>> Start

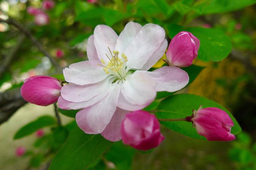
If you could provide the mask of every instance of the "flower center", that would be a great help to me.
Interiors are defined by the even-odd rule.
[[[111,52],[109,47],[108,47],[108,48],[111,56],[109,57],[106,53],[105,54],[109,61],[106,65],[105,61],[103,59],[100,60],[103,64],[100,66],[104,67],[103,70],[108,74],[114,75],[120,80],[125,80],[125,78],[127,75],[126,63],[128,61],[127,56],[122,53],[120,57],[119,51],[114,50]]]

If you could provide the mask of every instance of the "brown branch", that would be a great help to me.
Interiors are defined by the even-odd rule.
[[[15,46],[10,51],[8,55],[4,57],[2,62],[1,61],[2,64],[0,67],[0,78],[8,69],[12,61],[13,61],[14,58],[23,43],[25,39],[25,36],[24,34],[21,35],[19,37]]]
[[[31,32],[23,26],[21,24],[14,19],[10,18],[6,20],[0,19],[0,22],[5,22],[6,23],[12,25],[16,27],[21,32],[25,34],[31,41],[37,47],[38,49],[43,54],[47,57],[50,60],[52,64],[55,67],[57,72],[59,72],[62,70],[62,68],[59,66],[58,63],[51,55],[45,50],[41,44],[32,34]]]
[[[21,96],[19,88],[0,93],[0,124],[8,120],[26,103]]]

>> End
>> Start

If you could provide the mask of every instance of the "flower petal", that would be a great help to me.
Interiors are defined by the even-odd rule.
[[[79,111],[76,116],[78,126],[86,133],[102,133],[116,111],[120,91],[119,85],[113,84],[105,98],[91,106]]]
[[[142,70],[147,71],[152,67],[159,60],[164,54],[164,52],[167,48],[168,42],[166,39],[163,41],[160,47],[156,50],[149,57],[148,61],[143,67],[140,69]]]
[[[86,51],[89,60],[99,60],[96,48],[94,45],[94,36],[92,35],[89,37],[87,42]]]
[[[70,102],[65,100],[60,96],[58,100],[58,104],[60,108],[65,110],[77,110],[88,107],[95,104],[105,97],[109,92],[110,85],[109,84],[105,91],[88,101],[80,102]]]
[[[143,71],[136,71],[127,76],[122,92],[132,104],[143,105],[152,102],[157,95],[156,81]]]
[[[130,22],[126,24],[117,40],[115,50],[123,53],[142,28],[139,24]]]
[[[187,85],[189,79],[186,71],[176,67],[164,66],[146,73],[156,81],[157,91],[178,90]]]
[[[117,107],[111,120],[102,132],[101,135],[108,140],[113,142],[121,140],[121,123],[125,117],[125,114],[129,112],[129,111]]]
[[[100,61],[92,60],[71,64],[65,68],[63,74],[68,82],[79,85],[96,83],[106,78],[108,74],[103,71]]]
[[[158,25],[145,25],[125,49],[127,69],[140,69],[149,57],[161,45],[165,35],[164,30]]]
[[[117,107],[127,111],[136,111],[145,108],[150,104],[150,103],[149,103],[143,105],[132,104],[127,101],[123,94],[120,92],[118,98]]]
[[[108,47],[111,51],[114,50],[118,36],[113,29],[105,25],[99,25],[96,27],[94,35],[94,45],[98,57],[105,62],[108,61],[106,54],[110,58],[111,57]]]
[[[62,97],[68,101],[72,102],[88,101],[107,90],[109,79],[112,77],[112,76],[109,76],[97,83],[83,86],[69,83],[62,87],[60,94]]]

>> End
>> Start

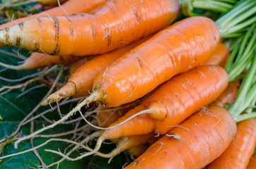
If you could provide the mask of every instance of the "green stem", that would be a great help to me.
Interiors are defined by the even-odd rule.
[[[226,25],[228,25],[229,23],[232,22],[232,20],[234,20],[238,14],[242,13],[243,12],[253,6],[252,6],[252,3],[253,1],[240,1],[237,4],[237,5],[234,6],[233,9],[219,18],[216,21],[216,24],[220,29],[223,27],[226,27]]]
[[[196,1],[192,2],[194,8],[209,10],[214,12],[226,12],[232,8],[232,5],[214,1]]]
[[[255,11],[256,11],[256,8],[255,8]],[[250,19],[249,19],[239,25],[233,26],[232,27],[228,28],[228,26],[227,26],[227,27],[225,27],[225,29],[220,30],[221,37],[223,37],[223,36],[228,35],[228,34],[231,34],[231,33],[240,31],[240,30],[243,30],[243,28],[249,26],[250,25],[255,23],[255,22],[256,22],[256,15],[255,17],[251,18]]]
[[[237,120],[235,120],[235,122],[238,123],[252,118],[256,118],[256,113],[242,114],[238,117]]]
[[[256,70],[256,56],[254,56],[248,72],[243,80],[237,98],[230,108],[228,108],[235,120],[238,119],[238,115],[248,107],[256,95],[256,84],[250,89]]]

>> End

▸ Goal of the exercise: Count the lines in the listing above that contain the word "would", and reply with only that number.

▸ Solution to this task: 4